- _Extracted records_
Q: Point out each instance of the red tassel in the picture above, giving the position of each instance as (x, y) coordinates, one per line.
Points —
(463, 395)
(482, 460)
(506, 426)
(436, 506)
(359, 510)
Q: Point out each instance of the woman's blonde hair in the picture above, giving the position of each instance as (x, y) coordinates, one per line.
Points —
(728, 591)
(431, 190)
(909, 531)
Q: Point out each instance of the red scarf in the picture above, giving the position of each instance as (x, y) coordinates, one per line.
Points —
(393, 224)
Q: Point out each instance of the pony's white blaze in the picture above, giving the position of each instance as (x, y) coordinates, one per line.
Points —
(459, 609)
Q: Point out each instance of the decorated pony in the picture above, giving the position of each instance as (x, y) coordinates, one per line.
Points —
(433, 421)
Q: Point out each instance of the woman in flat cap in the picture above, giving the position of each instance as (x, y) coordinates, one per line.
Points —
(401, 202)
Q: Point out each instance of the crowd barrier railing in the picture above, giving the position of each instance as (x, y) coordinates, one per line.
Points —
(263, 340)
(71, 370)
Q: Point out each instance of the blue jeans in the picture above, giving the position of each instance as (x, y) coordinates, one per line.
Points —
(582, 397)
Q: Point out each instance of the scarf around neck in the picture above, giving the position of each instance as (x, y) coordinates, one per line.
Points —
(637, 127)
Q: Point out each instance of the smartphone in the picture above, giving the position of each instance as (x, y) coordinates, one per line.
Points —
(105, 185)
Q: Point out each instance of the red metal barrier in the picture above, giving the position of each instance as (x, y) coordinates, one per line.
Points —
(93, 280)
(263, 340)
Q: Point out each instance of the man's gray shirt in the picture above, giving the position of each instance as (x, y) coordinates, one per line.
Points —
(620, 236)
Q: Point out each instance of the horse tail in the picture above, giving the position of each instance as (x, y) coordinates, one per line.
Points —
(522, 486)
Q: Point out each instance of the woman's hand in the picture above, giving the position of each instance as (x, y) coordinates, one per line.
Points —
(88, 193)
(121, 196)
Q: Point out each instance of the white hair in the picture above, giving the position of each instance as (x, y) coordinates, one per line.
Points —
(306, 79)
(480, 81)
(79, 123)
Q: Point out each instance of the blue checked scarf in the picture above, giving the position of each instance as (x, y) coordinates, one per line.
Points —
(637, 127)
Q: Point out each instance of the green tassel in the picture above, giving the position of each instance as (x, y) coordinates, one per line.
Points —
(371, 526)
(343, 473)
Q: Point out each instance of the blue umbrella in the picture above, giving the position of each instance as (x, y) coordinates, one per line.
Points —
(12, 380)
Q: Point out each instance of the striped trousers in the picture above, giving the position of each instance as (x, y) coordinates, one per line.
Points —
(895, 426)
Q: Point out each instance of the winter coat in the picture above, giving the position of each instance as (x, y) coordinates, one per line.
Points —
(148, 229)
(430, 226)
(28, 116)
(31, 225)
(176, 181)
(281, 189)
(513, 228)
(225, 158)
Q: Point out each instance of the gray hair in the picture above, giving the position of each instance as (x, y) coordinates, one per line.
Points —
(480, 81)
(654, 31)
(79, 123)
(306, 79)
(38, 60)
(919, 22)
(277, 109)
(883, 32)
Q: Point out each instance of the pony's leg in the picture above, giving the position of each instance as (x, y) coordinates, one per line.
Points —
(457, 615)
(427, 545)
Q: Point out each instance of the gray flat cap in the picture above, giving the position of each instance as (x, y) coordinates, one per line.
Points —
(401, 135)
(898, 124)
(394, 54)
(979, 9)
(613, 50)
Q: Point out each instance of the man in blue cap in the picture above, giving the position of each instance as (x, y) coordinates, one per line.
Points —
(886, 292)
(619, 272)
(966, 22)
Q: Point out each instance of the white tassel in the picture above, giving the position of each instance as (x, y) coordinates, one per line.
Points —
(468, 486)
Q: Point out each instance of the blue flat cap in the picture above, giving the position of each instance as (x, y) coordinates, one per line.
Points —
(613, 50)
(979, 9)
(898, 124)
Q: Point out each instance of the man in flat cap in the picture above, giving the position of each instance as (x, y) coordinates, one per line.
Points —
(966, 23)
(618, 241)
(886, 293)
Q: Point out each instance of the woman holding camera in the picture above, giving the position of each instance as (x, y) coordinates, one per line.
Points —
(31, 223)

- _Instructions for the task_
The answer must be a verbatim transcription of all the entries.

- _Written solution_
Q: Point out each instance of the red tassel in the picture above, giving the position of each instance as (x, y) coordinates, one per line.
Points —
(463, 395)
(482, 460)
(506, 426)
(436, 506)
(359, 510)
Q: Point out each instance of the woman's blonde hair in the picture above, giving the position of each instance as (x, y) coordinates, one per line.
Points —
(728, 591)
(431, 190)
(909, 531)
Q: Point out each instance of the red scarf in the picture above, giving the position of each instance as (x, y) coordinates, one per line.
Points —
(393, 224)
Q: Point out each instance of the pony's white blaze in the picture above, giving the position of each instance as (x, y) coordinates, one per line.
Points —
(459, 609)
Q: Point out each instance of the decorated pony in the picture above, giving the position of each instance as (x, y) coordinates, one per line.
Points —
(433, 421)
Q: Point out each instance of the woman in flat cap in the picture above, giving the position of each instance as (x, y) coordinates, one per line.
Points —
(401, 202)
Q: Point out each instance of the crowd barrier railing in the picture above, giving the position of each instance as (x, y) coordinates, one per line.
Points —
(263, 340)
(71, 370)
Q: Point out each instance of the blue jeans in the picture above, giving the position of each instance as (x, y) coordinates, one per line.
Points —
(582, 397)
Q: Point out each instance of the scarf around neck in the picture above, giving the position of each instance as (x, y) coordinates, one per line.
Points —
(637, 127)
Q: Point out each instance of the smartphone in the picture above, giving the position of each instance as (x, y) coordinates, one per line.
Points —
(105, 185)
Q: Point out each instance of the red metal barrier in the picture above, giving the position of each instance as (x, y) coordinates, one per line.
Points —
(93, 280)
(263, 340)
Q: Point out each instance of the man's gray shirt in the picture above, giving the position of each instance as (x, y) coordinates, one per line.
Points —
(620, 236)
Q: Point out each instance of the horse tail in the picture above, giving the position of each instance as (x, y) coordinates, one per line.
Points —
(522, 486)
Q: Point out each instance of the woman's hand in the picture above, giving the position of each instance as (x, y) coordinates, one per line.
Points —
(88, 193)
(121, 196)
Q: Point out each instance of the white hair in the picture above, giving the position of each instance as (x, y) coordinates, one per line.
Points —
(306, 79)
(480, 81)
(79, 123)
Q: Point out each instance of the blue checked scarf in the picture above, giving the position of each instance as (x, y) coordinates, one per line.
Points —
(637, 127)
Q: Point out each instance of the green tassel in the picture above, giving the position of each instance as (x, y) coordinates, one per line.
Points —
(371, 526)
(343, 473)
Q: Point out each instance of the blue umbrella in the picture above, giving the position of each instance as (x, y) coordinates, one per line.
Points —
(12, 380)
Q: Point out each instance of the striped trousers in the picture above, giving the position of each instance as (x, y) coordinates, one per line.
Points —
(895, 426)
Q: Point out each instance of the winter coat in the picture above, giving the position of each instance as (x, y) coordinates, one per line.
Points —
(148, 229)
(430, 226)
(28, 116)
(31, 225)
(176, 181)
(281, 189)
(513, 228)
(225, 158)
Q: Point out each instance of the gray hair in the picture above, giving the position of each instance as (x, y) coordinates, one per line.
Points —
(480, 81)
(654, 31)
(79, 123)
(306, 79)
(38, 60)
(919, 22)
(277, 109)
(883, 32)
Q: Point out each instance of the pony's leg in the picture above, giving the position of each instance as (x, y) coordinates, one per line.
Points —
(457, 615)
(427, 545)
Q: Point out each instance of the gray flat cap in the picture above, giving the position of each instance as (x, y) coordinates, one per line.
Points —
(401, 135)
(898, 124)
(394, 54)
(979, 9)
(613, 50)
Q: Point out each instance of the man in blue cap in the picture above, giving the position of each instance as (x, y) coordinates, one per line.
Points —
(886, 292)
(619, 272)
(966, 22)
Q: Point out each instance of the white tassel in the picture above, giving the position of each instance as (x, y) coordinates, one per line.
Points —
(468, 486)
Q: Point out each instance of the blue flat cap in the picture above, giving the position of each instance as (x, y) coordinates, one per line.
Points —
(613, 50)
(979, 9)
(898, 124)
Q: Point out each instance of the man in flat cap in the picture above, giving the position of each instance as (x, y) coordinates, one per line.
Points —
(966, 23)
(618, 241)
(886, 293)
Q: Point out each instance of the woman holding camera in the picture above, giving the position of each instance as (x, y) coordinates, one per line.
Points —
(31, 223)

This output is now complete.